Work item ▸ Your output should consist of the data, copied exactly.

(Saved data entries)
=-=-=-=-=

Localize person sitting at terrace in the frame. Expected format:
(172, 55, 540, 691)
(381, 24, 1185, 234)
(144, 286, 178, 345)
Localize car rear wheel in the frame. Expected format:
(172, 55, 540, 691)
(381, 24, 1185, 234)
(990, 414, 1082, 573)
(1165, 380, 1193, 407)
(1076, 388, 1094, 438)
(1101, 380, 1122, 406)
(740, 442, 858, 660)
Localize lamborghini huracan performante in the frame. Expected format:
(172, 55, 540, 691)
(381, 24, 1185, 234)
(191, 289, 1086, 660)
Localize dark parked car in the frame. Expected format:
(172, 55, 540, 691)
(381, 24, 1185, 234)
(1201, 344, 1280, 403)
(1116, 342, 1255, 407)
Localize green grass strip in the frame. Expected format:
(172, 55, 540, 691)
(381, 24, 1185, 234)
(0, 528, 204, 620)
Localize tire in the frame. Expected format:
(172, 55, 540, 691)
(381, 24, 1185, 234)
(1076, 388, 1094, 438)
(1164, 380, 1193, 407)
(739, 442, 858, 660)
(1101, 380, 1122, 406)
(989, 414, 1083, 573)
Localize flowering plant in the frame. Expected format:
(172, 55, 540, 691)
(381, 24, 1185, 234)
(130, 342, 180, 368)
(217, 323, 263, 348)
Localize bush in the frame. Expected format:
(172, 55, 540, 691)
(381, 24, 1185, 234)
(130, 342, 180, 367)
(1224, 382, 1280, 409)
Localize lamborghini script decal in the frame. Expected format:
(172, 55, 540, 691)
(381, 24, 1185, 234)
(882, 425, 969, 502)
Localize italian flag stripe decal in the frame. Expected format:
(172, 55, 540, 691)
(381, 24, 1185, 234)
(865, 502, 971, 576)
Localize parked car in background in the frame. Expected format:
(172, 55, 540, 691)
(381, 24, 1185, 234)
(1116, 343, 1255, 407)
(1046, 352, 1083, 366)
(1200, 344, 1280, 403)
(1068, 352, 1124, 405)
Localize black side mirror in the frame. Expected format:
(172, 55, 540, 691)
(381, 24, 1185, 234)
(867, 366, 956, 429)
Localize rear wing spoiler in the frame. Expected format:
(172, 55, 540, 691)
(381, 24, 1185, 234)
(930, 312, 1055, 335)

=-=-=-=-=

Problem solution ▸
Localize person sitting at terrace in the frame. Expected format:
(172, 55, 540, 691)
(381, 24, 1185, 234)
(144, 286, 178, 345)
Localize car rear wheel in the frame. Expected format:
(172, 55, 540, 691)
(381, 24, 1185, 234)
(990, 414, 1082, 573)
(1165, 380, 1193, 407)
(1076, 388, 1094, 438)
(1101, 380, 1122, 406)
(740, 442, 858, 660)
Localize lamborghini huracan performante in the frame. Expected format:
(172, 55, 540, 691)
(381, 24, 1185, 234)
(191, 289, 1086, 660)
Localize dark parked car in the frame. Expected format:
(172, 55, 540, 691)
(381, 24, 1185, 234)
(1201, 344, 1280, 403)
(1116, 342, 1255, 407)
Localize green grass strip in the frame. Expected format:
(172, 55, 540, 691)
(381, 24, 1185, 234)
(0, 528, 204, 620)
Localize tire in the frame. Expected format:
(172, 55, 540, 691)
(381, 24, 1185, 234)
(1076, 388, 1094, 438)
(1164, 380, 1193, 407)
(739, 442, 858, 660)
(1101, 380, 1122, 406)
(989, 414, 1083, 573)
Localize flowering plant in the frame. Expected format:
(172, 55, 540, 691)
(381, 24, 1185, 234)
(130, 342, 180, 368)
(217, 323, 263, 348)
Localize bush in the frame. Expected format:
(172, 55, 540, 691)
(381, 24, 1185, 234)
(130, 342, 180, 367)
(1224, 382, 1280, 409)
Localize lamborghini script decal in the frame. Expected format:
(172, 55, 540, 691)
(381, 24, 1185, 234)
(882, 425, 969, 502)
Localize italian flag stripe decal in the frame. Expected format:
(172, 55, 540, 691)
(381, 24, 1185, 234)
(865, 502, 971, 576)
Localize parked car in background in the frame. Expected format:
(172, 55, 540, 691)
(381, 24, 1185, 234)
(1116, 343, 1255, 407)
(1046, 352, 1083, 366)
(1200, 344, 1280, 403)
(1068, 352, 1124, 405)
Localize black side mirror in the frame. Expected format:
(172, 55, 540, 691)
(381, 24, 1185, 234)
(867, 366, 956, 429)
Localize rear wing spoiler in the frame. Expected format:
(172, 55, 540, 691)
(381, 24, 1185, 234)
(930, 312, 1055, 335)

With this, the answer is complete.